#### [Task directions]
Count how many lines in the data below contain the string "plank". Reply with the number alone.

##############################

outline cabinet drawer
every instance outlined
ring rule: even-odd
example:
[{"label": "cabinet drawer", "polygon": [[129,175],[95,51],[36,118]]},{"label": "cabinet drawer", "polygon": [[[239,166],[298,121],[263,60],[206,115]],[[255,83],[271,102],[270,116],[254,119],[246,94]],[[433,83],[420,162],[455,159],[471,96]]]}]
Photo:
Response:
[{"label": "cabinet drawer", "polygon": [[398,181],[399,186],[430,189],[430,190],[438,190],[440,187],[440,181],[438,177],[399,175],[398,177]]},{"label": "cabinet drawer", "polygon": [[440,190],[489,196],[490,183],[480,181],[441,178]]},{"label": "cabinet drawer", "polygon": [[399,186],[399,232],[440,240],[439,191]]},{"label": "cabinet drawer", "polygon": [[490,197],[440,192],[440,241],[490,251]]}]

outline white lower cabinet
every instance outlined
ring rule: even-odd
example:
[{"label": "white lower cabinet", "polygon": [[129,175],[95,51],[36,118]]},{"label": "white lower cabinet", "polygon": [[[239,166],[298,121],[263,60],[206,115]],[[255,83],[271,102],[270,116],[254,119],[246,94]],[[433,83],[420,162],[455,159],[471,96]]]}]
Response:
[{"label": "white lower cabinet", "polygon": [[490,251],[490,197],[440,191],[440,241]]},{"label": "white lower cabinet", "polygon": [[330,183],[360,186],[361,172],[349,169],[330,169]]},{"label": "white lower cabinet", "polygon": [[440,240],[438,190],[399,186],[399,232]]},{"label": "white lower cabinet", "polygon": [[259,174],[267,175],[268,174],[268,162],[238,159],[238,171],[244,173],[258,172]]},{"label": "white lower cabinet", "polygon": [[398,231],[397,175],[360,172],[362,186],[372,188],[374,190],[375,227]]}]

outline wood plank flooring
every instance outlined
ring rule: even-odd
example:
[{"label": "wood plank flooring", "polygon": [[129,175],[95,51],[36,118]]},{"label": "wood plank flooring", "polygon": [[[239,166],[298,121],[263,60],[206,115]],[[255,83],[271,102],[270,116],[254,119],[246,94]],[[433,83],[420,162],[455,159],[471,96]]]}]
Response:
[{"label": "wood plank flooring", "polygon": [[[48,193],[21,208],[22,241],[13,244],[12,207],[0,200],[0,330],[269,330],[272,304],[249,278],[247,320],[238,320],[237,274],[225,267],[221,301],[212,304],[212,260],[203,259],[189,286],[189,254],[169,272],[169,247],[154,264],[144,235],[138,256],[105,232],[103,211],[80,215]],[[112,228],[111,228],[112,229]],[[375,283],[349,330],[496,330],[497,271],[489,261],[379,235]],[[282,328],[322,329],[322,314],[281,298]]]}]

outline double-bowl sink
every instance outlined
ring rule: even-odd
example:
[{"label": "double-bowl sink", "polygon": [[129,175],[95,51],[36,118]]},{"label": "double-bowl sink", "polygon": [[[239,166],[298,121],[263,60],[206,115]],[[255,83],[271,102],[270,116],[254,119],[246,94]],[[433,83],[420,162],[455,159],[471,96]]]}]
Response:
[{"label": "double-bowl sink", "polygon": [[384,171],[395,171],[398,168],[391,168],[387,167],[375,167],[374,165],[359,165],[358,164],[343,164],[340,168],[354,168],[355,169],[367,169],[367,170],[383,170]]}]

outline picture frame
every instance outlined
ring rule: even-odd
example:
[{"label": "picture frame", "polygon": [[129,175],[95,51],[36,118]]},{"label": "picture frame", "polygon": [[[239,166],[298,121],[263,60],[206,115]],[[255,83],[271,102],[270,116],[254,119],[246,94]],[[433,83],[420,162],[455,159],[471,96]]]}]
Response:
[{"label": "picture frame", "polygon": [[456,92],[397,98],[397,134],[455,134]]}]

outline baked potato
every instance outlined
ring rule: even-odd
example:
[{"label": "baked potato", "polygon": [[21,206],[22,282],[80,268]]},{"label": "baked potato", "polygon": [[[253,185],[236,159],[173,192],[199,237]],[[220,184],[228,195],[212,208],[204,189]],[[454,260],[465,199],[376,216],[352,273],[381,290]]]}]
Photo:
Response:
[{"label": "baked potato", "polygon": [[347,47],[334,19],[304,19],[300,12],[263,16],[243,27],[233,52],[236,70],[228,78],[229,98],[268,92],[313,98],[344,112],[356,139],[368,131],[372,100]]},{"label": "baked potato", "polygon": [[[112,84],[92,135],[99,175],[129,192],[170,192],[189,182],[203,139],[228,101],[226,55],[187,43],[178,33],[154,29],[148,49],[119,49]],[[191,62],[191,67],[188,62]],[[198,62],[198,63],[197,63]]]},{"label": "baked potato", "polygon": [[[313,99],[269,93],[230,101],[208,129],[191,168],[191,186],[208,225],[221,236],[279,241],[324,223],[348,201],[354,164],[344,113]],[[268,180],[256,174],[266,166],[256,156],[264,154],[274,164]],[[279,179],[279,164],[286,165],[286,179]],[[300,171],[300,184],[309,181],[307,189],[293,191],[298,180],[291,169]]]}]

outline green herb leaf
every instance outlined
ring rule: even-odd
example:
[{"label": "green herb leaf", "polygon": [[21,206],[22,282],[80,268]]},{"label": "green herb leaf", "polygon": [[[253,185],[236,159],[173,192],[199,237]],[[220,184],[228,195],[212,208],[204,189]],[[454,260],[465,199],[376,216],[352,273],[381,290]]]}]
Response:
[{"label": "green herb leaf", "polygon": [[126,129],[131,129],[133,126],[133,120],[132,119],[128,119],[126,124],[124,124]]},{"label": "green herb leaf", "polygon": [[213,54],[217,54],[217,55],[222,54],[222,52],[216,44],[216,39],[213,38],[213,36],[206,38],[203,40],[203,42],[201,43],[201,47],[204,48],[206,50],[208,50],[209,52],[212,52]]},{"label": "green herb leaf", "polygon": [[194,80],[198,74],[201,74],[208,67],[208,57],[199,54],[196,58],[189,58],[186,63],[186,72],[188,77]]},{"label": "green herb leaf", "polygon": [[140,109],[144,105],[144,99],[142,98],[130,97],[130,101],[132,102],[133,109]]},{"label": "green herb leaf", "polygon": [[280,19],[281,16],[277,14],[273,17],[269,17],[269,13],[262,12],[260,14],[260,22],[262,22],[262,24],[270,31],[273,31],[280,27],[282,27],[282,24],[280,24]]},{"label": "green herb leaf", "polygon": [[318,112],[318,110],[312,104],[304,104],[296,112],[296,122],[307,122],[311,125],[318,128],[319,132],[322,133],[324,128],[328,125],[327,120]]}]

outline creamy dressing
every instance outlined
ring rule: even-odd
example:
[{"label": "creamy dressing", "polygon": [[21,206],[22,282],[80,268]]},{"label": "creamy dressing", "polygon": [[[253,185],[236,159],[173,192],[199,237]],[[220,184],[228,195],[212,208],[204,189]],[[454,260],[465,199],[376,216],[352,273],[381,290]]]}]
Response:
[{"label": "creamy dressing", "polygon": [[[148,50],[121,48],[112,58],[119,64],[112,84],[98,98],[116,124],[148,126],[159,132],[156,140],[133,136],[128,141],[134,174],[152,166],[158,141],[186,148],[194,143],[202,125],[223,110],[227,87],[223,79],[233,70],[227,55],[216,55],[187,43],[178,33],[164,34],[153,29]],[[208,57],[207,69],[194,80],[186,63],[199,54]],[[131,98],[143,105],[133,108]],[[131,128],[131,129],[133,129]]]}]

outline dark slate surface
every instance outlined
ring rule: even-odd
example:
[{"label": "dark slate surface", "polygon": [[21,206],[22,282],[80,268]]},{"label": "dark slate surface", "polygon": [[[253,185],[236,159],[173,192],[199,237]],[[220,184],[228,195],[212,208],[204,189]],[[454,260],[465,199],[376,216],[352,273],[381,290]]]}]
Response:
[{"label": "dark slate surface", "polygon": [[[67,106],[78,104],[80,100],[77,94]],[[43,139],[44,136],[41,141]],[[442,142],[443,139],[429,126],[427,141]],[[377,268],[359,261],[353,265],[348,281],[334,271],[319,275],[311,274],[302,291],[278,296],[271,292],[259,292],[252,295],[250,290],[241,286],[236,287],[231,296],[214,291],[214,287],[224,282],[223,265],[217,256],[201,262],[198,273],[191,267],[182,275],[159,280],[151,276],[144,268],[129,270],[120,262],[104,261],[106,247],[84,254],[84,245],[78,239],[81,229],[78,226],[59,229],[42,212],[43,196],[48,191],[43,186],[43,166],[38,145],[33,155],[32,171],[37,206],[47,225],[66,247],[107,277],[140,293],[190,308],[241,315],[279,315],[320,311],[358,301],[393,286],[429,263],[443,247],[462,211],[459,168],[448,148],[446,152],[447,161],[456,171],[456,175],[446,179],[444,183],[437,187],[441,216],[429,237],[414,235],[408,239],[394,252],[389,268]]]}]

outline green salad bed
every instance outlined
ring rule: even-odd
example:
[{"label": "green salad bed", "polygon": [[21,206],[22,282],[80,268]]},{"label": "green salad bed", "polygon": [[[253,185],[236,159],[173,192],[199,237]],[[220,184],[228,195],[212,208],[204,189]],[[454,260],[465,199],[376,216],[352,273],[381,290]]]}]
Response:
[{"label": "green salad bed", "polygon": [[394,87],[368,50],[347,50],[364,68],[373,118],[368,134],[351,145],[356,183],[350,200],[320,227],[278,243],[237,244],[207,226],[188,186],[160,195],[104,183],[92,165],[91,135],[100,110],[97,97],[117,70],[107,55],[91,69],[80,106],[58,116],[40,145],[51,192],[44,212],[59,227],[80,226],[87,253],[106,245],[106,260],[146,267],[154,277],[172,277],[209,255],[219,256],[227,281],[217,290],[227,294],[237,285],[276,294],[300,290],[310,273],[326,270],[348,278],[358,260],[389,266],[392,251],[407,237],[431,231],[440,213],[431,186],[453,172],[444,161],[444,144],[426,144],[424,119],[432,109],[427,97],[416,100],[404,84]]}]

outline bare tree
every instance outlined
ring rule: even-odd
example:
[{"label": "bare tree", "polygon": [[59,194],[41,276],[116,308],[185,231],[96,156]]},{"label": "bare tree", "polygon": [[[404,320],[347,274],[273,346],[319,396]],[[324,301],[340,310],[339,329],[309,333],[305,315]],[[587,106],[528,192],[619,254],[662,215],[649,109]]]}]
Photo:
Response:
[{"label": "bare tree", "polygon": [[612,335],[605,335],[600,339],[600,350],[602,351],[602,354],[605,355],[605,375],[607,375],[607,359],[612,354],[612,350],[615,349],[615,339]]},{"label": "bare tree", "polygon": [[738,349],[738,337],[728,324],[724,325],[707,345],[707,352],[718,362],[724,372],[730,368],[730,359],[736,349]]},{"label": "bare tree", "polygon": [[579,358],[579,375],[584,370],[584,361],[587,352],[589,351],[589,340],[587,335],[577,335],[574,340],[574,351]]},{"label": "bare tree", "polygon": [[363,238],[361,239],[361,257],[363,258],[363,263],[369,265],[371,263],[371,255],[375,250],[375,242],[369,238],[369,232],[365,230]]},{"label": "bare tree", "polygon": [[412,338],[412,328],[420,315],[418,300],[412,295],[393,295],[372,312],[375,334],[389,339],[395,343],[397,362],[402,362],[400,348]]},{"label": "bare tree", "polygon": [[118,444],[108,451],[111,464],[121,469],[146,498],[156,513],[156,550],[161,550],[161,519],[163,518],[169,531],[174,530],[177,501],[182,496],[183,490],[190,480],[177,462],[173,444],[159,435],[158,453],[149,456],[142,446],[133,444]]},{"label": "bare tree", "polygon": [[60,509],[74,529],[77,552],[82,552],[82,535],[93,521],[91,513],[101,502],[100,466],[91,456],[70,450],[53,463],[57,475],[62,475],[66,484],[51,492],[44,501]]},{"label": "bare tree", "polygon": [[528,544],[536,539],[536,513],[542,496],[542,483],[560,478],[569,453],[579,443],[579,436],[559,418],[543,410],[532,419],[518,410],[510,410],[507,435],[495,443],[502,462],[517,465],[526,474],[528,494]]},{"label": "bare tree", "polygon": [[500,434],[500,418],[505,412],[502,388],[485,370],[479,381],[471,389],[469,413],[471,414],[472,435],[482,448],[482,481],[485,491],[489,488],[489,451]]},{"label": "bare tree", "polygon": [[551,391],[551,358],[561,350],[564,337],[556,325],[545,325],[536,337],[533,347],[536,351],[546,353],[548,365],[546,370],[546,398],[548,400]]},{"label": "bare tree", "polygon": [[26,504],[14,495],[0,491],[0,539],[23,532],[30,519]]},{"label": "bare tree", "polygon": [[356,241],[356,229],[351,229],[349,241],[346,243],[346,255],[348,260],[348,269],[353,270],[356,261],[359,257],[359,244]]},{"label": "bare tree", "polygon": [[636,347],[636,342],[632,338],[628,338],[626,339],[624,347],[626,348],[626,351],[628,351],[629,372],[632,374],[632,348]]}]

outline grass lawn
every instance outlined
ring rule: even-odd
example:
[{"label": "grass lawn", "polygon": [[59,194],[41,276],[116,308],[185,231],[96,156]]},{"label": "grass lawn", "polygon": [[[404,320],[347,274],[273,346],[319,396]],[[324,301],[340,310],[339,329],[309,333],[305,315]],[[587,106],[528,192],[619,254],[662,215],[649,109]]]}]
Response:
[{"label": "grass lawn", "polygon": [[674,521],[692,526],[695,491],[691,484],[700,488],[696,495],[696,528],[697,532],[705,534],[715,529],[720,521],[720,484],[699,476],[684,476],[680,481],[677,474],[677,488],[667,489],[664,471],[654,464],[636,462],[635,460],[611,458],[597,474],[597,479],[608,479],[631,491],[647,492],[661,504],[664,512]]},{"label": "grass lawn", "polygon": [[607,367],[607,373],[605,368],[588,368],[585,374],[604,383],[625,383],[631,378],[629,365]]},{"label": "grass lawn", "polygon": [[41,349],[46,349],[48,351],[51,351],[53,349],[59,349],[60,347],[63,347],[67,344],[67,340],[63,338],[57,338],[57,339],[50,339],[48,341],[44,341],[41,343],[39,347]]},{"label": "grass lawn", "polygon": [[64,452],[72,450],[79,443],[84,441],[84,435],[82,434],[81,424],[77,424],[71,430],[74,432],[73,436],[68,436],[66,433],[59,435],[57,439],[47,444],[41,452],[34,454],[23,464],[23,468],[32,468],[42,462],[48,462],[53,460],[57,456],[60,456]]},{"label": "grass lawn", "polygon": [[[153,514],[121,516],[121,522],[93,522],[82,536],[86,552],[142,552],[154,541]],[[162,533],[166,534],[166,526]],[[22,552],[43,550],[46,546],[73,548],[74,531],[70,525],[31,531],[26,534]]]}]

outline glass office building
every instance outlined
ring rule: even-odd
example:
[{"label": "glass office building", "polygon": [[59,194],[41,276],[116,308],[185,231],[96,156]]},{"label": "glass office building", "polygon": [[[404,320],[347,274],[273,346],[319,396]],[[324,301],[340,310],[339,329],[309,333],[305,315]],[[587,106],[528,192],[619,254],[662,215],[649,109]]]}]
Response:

##############################

#### [Written reply]
3